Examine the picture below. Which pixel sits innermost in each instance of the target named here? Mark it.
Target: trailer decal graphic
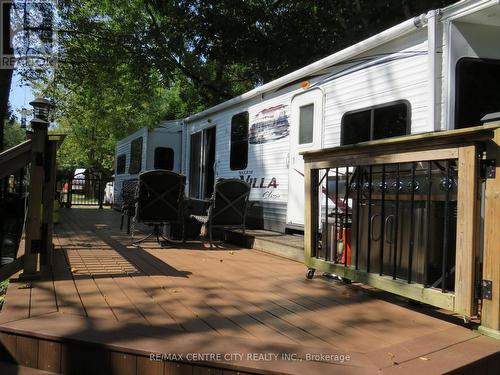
(257, 183)
(270, 124)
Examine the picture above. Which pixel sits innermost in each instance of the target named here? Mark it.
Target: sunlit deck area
(110, 305)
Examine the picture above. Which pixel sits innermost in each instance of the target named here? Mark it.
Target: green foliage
(13, 134)
(129, 64)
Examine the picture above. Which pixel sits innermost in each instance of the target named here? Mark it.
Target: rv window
(477, 90)
(239, 141)
(382, 121)
(121, 161)
(306, 121)
(356, 127)
(164, 158)
(390, 121)
(135, 156)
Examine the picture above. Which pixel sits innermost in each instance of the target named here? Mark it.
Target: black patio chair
(129, 190)
(160, 201)
(228, 206)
━━━━━━
• What you will do:
Where the line containing "Target: green foliage" appears in the data above, begin there and reproduce every line to the end exactly; include nothing else.

• Response to this task:
Target: green foliage
(13, 134)
(129, 64)
Examine the picture above. Which pixel sits innermost in each instance of the target named here? Mark it.
Target: rv window
(477, 90)
(239, 141)
(382, 121)
(121, 161)
(306, 121)
(356, 127)
(164, 158)
(390, 121)
(135, 156)
Examine the picture above. Which pixel sits innermost in each instance of the target named here? Mark it.
Target: black patio chair
(129, 190)
(160, 201)
(228, 206)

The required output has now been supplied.